_What you will do_. Would you retype all of these records exactly?

::::::::

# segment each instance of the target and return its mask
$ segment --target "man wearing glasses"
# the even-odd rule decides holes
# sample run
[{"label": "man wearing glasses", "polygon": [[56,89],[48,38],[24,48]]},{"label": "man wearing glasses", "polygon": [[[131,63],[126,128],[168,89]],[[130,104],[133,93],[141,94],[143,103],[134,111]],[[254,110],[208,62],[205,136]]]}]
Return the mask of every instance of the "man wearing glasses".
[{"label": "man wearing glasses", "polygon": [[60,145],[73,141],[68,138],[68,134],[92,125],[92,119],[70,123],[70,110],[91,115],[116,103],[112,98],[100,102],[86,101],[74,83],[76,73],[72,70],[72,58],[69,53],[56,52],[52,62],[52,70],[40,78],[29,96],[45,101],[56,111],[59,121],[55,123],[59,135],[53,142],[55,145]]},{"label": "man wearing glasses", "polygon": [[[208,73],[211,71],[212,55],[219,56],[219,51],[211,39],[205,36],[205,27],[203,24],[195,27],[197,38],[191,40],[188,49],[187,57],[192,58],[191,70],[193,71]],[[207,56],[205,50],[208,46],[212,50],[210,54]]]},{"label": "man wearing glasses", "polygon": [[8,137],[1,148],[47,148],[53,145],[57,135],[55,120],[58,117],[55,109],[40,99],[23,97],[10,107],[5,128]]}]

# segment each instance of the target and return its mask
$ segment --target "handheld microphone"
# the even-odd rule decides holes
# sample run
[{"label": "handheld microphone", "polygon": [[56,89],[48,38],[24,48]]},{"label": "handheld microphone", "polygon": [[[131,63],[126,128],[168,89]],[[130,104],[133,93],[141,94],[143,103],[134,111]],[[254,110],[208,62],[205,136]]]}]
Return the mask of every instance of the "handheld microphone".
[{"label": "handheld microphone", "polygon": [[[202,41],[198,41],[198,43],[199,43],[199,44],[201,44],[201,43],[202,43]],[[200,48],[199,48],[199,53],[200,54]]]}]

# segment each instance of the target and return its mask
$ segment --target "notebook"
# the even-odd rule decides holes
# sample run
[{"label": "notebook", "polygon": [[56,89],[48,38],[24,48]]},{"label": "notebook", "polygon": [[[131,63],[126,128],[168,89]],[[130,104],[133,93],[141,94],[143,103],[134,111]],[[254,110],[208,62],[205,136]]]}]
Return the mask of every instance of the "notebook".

::::::::

_Complete output_.
# segment each instance of the target and return its mask
$ segment --target "man wearing glasses"
# the even-odd rule decides holes
# sample run
[{"label": "man wearing glasses", "polygon": [[56,89],[48,38],[24,48]]},{"label": "man wearing glasses", "polygon": [[[131,63],[126,128],[168,89]],[[130,104],[133,93],[141,94],[143,103],[134,111]],[[254,110],[208,62],[205,136]]]}]
Return the mask of every instance of the "man wearing glasses".
[{"label": "man wearing glasses", "polygon": [[60,145],[73,141],[68,138],[68,134],[92,125],[92,119],[70,123],[70,110],[91,115],[116,103],[112,98],[100,102],[86,101],[74,83],[76,73],[72,70],[72,58],[69,53],[56,52],[52,62],[52,70],[40,78],[29,96],[45,101],[56,111],[59,121],[55,123],[59,135],[53,142],[55,145]]},{"label": "man wearing glasses", "polygon": [[[208,73],[211,71],[212,55],[219,56],[219,51],[211,39],[205,36],[205,27],[203,24],[195,27],[197,38],[191,40],[188,49],[187,57],[192,58],[191,70],[193,71]],[[207,56],[205,50],[208,46],[212,50],[210,54]]]},{"label": "man wearing glasses", "polygon": [[8,137],[1,148],[47,148],[53,145],[57,135],[55,120],[58,117],[55,109],[40,99],[23,97],[10,107],[5,128]]}]

# segment each instance of the target and return its mask
$ segment --target "handheld microphone"
# the even-odd rule decides holes
# sample run
[{"label": "handheld microphone", "polygon": [[56,89],[48,38],[24,48]]},{"label": "handheld microphone", "polygon": [[[131,63],[126,128],[168,89]],[[130,104],[133,93],[141,94],[143,103],[134,111]],[[254,110],[208,62],[205,136]]]}]
Return the mask of every instance of the "handheld microphone".
[{"label": "handheld microphone", "polygon": [[[202,41],[198,41],[198,43],[199,43],[199,44],[201,44],[201,43],[202,43]],[[200,48],[199,48],[199,53],[200,54]]]}]

# segment each instance of the target and return its mask
$ segment --target "notebook"
# the even-odd rule decides holes
# sample run
[{"label": "notebook", "polygon": [[56,89],[48,38],[24,48]]},{"label": "notebook", "polygon": [[[131,63],[126,128],[168,89]],[[130,104],[133,93],[141,94],[143,103],[134,111]],[[254,110],[208,62],[205,136]]]}]
Return the mask of every instance of the "notebook".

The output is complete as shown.